## [TASK INSTRUCTIONS]
Your job is to set down the stretch of entries that opens with the line containing "of the white" and closes with the line containing "green leaf, one". Keep both end lines, copy each exactly, and add nothing.

## [DATA LISTING]
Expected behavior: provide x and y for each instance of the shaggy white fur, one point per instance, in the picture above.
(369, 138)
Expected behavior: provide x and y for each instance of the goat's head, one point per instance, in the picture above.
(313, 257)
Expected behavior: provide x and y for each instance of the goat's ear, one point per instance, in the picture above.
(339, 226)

* * *

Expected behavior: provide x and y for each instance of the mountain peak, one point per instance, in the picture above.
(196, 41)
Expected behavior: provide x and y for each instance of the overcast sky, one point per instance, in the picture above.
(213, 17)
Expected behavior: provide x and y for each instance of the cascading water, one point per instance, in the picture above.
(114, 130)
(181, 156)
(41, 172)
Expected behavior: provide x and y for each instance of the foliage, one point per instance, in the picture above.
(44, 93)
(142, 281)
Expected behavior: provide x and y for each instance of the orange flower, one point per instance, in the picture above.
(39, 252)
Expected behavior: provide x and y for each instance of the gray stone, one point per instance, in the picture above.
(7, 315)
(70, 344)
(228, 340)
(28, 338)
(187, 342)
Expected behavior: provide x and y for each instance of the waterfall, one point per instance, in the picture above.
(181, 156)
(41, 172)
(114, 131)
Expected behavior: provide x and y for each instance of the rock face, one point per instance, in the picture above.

--

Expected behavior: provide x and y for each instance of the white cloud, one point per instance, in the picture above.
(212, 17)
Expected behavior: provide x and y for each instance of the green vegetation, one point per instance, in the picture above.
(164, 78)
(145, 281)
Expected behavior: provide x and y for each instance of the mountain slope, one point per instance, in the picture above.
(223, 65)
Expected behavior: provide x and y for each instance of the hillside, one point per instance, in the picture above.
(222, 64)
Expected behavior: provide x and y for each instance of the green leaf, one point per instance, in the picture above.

## [EXERCISE RESPONSE]
Expected behavior: provide x and y for each instance of the white cloud, one point per instance, in the picture above.
(212, 17)
Expected behavior: provide x and y for each instance of the green vegetation, one point per instance, in the picture above.
(164, 78)
(145, 281)
Expected behavior: provide x and y for each instance of the mountain slope, one point per instance, in the picture above.
(223, 65)
Expected behavior: provide x and y for each instance of the hillside, one point per instance, in the picture above.
(222, 64)
Expected behavior: provide x and y for each instance of the green leaf, one point per instance, in the picture above.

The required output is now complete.